(Excerpts of location labeling data)

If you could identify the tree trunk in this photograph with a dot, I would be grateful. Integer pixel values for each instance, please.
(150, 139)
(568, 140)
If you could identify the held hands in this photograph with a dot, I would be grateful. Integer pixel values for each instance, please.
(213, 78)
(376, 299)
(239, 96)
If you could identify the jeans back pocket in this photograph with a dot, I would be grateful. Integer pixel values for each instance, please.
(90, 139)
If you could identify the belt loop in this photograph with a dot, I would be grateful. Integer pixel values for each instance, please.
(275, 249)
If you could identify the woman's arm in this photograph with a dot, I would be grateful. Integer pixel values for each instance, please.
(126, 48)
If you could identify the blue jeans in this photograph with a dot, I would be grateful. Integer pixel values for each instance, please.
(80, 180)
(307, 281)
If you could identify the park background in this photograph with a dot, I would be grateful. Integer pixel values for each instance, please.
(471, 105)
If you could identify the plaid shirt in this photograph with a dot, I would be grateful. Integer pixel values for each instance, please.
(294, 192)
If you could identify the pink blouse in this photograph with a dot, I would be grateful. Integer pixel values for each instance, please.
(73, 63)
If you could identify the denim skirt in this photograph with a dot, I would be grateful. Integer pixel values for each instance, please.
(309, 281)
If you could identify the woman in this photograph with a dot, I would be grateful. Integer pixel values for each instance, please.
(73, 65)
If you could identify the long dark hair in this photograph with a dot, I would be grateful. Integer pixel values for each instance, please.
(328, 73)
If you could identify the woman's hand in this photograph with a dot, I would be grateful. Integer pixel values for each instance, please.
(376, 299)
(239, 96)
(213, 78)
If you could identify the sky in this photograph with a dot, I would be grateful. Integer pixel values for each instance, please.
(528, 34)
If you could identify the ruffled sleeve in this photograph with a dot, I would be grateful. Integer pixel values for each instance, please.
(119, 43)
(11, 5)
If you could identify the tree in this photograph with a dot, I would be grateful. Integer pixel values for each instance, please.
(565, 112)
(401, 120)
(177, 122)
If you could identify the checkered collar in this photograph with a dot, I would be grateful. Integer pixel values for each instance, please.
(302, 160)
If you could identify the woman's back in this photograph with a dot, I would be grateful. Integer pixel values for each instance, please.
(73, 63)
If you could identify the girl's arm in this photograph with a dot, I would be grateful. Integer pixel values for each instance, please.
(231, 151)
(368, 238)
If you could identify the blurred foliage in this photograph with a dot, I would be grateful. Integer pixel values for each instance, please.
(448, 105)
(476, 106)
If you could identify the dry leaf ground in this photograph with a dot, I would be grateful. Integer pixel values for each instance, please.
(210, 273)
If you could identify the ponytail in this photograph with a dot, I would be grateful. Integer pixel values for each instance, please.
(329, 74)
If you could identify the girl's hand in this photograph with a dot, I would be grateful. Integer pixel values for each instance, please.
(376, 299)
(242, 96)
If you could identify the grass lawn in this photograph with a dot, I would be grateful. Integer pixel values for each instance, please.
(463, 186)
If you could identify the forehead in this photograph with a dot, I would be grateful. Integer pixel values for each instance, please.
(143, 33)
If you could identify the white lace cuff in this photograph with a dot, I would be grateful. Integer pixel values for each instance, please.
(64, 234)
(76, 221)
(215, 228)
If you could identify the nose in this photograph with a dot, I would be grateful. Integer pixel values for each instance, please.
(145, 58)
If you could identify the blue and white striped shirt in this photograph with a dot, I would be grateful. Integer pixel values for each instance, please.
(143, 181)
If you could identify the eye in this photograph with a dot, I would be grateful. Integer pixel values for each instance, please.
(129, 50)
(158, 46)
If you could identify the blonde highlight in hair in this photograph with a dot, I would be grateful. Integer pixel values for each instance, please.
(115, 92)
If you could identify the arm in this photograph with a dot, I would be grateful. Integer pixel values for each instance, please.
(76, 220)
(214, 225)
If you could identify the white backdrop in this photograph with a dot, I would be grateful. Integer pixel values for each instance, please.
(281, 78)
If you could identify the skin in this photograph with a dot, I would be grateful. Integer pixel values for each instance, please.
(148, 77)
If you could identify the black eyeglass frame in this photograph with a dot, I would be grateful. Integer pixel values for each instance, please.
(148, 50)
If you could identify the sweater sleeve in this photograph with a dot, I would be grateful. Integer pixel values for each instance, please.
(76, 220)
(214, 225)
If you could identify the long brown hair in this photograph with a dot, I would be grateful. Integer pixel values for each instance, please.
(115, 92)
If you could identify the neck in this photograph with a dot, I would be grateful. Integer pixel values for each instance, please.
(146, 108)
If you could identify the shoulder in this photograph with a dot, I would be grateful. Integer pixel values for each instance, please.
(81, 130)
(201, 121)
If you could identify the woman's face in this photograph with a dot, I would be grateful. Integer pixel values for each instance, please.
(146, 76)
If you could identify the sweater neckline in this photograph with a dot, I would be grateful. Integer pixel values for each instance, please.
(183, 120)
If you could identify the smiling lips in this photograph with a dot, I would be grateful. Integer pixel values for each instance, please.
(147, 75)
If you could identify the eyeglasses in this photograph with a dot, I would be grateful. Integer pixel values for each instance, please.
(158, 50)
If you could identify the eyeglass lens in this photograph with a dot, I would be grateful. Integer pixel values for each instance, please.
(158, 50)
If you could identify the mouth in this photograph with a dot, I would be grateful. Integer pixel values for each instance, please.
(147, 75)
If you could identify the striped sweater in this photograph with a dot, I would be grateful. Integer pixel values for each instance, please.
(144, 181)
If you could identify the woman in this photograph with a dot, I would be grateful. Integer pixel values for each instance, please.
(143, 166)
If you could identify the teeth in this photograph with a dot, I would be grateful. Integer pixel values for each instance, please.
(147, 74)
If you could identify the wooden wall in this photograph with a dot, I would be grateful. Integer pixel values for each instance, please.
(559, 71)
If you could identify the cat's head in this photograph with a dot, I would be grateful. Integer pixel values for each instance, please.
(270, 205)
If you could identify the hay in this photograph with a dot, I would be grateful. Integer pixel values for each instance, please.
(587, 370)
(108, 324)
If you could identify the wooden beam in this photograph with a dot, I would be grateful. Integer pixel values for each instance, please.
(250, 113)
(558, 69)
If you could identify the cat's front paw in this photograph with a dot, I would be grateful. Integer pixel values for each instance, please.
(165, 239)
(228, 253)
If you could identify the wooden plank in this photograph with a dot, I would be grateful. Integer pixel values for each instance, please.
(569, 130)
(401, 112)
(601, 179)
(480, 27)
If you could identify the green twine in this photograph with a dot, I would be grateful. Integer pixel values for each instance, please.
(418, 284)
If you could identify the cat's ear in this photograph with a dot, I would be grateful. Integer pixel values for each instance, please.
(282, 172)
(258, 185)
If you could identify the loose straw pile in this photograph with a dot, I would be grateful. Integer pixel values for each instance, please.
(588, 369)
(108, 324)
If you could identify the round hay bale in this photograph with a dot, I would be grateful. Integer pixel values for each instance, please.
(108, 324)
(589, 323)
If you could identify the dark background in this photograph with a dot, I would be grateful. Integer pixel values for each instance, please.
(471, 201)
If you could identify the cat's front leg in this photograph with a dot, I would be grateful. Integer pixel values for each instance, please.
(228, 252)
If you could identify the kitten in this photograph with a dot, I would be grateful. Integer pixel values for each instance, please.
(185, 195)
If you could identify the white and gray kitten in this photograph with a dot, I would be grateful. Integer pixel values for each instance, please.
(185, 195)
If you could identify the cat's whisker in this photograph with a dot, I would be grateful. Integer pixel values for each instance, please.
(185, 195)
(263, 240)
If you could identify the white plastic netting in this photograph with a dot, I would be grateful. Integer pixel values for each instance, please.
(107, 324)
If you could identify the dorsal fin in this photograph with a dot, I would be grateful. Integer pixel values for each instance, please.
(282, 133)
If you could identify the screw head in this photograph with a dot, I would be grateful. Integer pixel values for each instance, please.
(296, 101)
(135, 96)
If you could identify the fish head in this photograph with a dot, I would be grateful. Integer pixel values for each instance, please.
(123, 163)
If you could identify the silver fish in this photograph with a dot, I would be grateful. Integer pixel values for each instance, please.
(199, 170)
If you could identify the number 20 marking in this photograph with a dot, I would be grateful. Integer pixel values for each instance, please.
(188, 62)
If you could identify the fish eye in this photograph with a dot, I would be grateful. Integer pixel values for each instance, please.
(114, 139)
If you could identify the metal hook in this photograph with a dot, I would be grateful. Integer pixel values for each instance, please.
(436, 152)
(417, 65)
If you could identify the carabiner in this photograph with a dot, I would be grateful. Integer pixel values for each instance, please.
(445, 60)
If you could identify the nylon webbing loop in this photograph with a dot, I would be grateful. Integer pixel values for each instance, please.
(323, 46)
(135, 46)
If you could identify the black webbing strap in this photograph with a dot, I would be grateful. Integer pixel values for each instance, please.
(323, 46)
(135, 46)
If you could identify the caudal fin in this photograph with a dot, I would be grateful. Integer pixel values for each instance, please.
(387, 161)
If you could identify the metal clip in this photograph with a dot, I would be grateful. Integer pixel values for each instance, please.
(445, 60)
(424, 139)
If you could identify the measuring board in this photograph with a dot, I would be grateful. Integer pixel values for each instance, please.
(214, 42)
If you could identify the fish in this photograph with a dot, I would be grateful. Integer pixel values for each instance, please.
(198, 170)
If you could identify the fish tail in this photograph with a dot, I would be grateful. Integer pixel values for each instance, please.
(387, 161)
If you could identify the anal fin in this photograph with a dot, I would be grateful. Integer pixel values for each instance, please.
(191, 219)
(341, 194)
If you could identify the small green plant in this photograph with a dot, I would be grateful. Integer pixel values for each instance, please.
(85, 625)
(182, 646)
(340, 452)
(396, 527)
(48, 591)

### Your goal
From the line holding "If you could identify the fish in" through the last line above, reproduce each line exactly and add nothing.

### Worked solution
If you could identify the fish in this photograph with a dot, I would be grateful. Integer pixel values for each instance, please.
(198, 170)
If you could identify the fish tail in this photograph with a dot, I would be grateful. Integer pixel values for each instance, please.
(387, 161)
If you could identify the anal fin in this photograph with a dot, I would be grateful. Integer pixel values for each instance, please.
(191, 219)
(341, 194)
If you could identify the small green plant in this photograph with a dot, I would be grateful. Integer pixel values for each instance, please.
(85, 625)
(182, 646)
(340, 452)
(396, 527)
(48, 591)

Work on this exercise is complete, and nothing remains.